======== Supplied entries

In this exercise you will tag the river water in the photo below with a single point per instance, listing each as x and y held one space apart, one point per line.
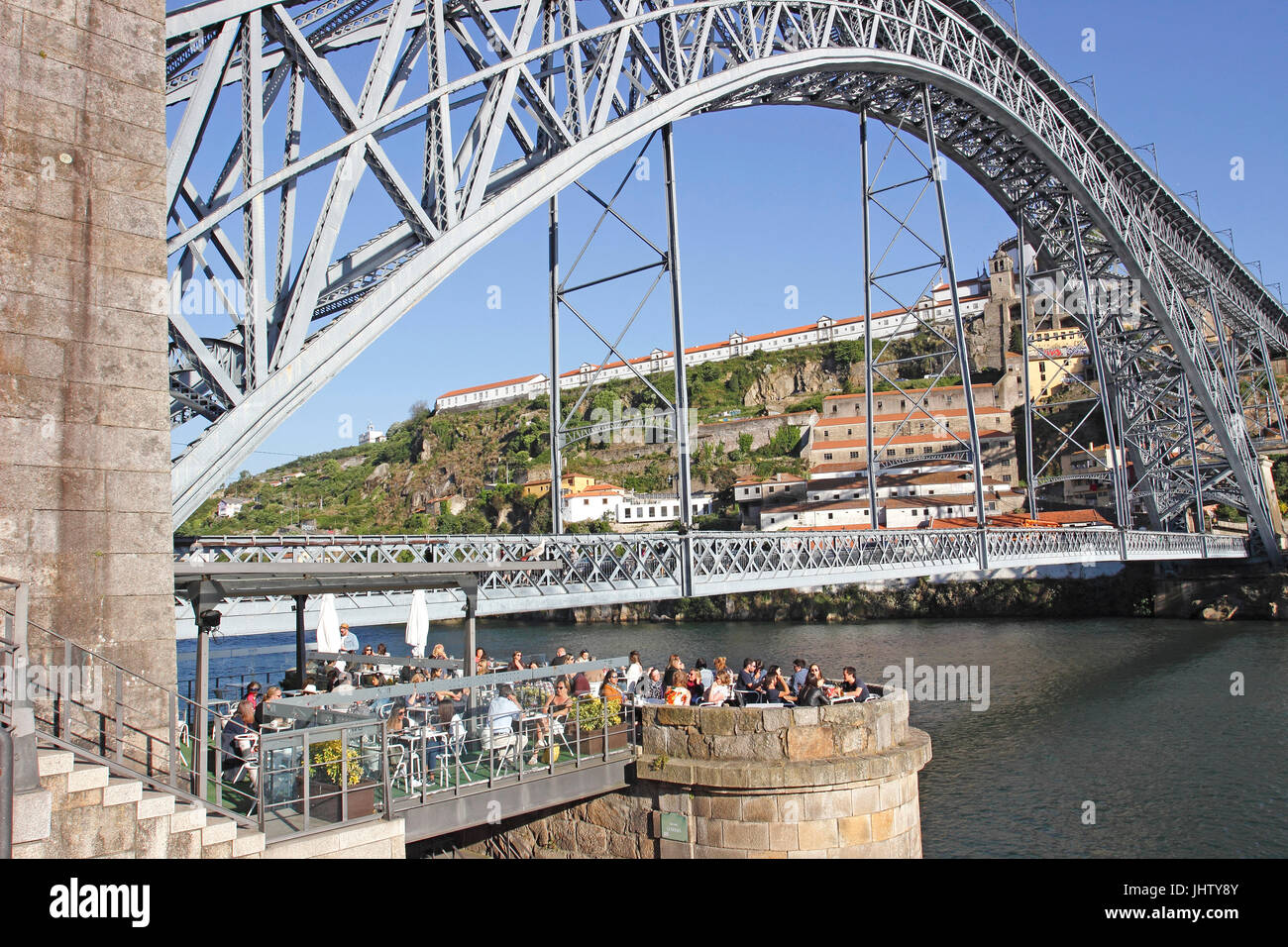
1100 737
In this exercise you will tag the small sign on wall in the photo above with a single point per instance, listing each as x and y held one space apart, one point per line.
675 827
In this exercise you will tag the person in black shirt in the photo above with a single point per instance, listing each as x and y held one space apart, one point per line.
851 684
241 724
777 689
810 693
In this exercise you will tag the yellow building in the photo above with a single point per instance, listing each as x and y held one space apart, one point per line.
1064 361
570 483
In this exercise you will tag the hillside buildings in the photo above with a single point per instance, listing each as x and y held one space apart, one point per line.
893 322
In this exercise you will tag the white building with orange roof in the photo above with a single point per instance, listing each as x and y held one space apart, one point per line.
596 501
493 393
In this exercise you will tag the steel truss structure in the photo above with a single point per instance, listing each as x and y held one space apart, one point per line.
511 101
588 570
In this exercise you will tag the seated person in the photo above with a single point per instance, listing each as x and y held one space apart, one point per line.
397 722
851 684
696 686
235 751
416 698
721 689
609 690
829 688
777 689
810 693
679 696
651 688
557 707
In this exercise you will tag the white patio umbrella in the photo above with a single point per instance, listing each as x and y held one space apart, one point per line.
417 624
329 628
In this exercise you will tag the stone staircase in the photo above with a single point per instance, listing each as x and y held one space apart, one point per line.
82 810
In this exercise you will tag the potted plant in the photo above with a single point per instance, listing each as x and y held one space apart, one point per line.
592 720
326 772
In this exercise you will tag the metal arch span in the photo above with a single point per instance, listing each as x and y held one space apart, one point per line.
585 90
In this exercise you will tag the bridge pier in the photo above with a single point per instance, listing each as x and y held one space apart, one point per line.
729 783
84 401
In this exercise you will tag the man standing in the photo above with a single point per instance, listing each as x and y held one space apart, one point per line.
800 674
854 684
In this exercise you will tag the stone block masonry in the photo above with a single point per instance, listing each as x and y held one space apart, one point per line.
827 783
84 405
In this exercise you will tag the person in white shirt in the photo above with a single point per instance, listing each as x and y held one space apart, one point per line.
502 711
634 672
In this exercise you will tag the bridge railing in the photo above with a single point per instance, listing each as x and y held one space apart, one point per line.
634 567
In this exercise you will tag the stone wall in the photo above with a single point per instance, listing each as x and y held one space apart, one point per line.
84 406
827 783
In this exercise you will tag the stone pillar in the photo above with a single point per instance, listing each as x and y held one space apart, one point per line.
84 406
811 783
1267 484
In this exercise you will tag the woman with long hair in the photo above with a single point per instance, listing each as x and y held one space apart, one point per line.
777 688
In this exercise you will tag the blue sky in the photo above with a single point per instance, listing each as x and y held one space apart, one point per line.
769 198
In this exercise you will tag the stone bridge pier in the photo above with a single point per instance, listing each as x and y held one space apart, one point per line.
729 783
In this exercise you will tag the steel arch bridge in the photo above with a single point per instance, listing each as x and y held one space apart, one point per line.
566 84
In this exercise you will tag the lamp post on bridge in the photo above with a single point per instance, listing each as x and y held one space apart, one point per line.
682 389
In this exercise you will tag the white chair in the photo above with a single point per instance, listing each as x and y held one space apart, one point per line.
503 744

================

* _What to do_: Reproduce every line precisely as given, omitting all pictures.

* _Answer in full_:
In this exercise you will tag the river water in the photo below with a single point per instance, listing each as x and y held one space apart, one point per line.
1100 737
In this exercise you will tag the small sign on wall in the photo above with a single point per instance, listing each as x and y held one space apart, one point per line.
675 827
In this exercise you will tag the person in black shirt in the photo above with a single point per instance, listing each as x and y held one space apart, one point per line.
851 684
241 724
777 689
810 693
In this exercise you will tag the yellow building in the photo above with a single point per instance, listing each as x and y held one space apart, one point per line.
1064 361
570 483
In this exercise you will tag the hillside buildings in the photo above with a single point per instance, listing each as x and y held one space apart, one point per line.
893 322
In this exercise you will tag the white building with orange roof in the photo above with a single point per instance, listing each as x and y held one space apart, one point per line.
596 501
493 393
In this exercise you will tag the steel truss structure in the photo above with a single point per instance, listing each as x and y held one space apart, one point per line.
511 101
588 570
In this exercise you will tag the seated person in the photo above with a single point per instance, listing each as x and y held one space apart, one point per line.
397 722
851 684
696 686
235 751
416 698
721 689
609 690
829 688
777 689
810 693
679 696
651 688
557 707
In this exercise you will tag the white patio umbrella in the photo above with a single point per instance, listing each as x and y held one space apart, one point per line.
417 624
329 628
In this exercise you will tag the stone staircase in the photo above with a single point per instance, listing each as x and y held one space apart, one point per line.
82 810
In this exercise you will tag the potted plant in the photo above with a single point per instance, listing each as x and y held one space apart, one point per line.
592 720
326 772
In this exercise you will tag the metal arch span in the photo above with a single point per instance, listing each as x and y held one space apart, one point per line.
585 90
In this exercise you will tag the bridge pier in the photo above with a single point per instance, listing each as x and y held one space apart, one point per line.
729 783
84 401
In this exercise you will tag the man standing in the photo above with a single point per instance, listing each as x and y held one space apart, one point per line.
800 674
854 684
In this exercise you will tag the stone block masonry in the photo above with a single point per instance, listing each as x and y held one space apart, one point per line.
827 783
84 405
In this exercise you will tag the person in white shirt in the photo above with a single point per instance, listing each as x and y held one space apart, one point per line.
502 711
634 672
In this exercise you will tag the bridge railing in the photo above with a single point per instance, listing each as x and y held one space apart, one point per line.
634 567
In this exercise you will tag the stone wall in the photo above with a single point per instance, listing each as x and y held one space apart, one point per line.
84 406
827 783
In this exercise you will tag the stone pillar in the photo above with a single point per instance, listing each as x and y held one space apart, one point per line.
84 406
811 783
1267 484
In this exercise you will tag the woman with long hair in the photo above with a single point per instance, listing each as x and y held one space apart, one point per line.
777 688
In this exercise you will tag the blue sky in the photo above with a single point per instance, listing each as x and y held one space apart, one point per line.
769 198
In this exercise you will tag the stone bridge pier in the photo above with a single point per instance, listing each as x and y held one space apart, one point per line.
729 783
In this exercise you will tag the steel arch bridge in the photo above with a single point per instance, listing each as x and y held one space apart, one point per line.
566 84
In this exercise you will tag the lamp post on bridge in the photo above with a single point per instance, listing each as x and y held one space apart, one point per line.
682 389
In this exercise you will tag the white chair in the photo above with a single point per instance, listing each as x and y held one space apart, one point per line.
503 744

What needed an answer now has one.